ARTICLE ::
The Salesforce platform enables these agents to work across multiple storefronts simultaneously. For organizations looking to deliver personalized shopping experiences at scale, Agentforce adds a useful automation layer.

What B2B buyers actually need from AI (and what’s missing)

Both platforms’ AI narratives focus on personalized shopping experiences and consumer behavior optimization. This reflects their B2C origins.

B2B AI use cases are fundamentally different: demand forecasting, contract price optimization, buyer intent scoring, and procurement automation.

Neither platform delivers B2B-specific AI at the depth your operation requires. Customer engagement tooling in both cases remains stronger on the B2C side than on the B2B side.

Explore Key Features of an AI-Powered B2B eCommerce Platform – And Compare 7 Leading Vendors

When Adobe Commerce Makes Sense and When It Doesn’t

Adobe Commerce suits teams with the development capacity to use its flexibility fully.

SET EXERCISE A :: Count the lines in the listing below that contain the word "chair", and reply with only that number.

INPUT ROWS ::
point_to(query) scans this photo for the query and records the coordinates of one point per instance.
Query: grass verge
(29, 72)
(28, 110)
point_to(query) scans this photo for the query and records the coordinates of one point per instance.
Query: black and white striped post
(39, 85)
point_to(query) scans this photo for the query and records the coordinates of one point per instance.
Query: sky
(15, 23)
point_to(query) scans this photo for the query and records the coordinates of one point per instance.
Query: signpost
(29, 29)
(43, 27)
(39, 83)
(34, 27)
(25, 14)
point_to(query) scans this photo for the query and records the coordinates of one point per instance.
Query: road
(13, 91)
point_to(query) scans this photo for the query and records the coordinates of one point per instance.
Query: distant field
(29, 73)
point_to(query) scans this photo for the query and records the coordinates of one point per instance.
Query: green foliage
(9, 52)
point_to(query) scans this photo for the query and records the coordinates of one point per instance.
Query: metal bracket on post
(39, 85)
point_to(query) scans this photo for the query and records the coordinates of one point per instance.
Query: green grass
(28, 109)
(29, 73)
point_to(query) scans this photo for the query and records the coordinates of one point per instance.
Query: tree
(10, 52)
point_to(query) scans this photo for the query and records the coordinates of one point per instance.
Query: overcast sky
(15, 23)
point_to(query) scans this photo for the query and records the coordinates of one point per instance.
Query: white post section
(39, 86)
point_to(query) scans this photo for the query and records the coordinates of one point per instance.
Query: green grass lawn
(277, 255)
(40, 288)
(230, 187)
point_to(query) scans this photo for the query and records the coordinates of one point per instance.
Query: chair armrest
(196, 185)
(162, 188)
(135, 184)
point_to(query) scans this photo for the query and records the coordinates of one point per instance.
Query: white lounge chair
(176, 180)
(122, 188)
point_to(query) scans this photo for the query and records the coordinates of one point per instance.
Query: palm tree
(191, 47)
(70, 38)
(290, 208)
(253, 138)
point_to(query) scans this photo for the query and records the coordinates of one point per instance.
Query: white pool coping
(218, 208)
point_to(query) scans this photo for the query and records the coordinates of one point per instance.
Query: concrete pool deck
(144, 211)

SET EXERCISE B :: According to the article on B2B ecommerce platforms, which teams does Adobe Commerce suit?

REPLY A :: 2

REPLY B :: Teams with the development capacity to use its flexibility fully.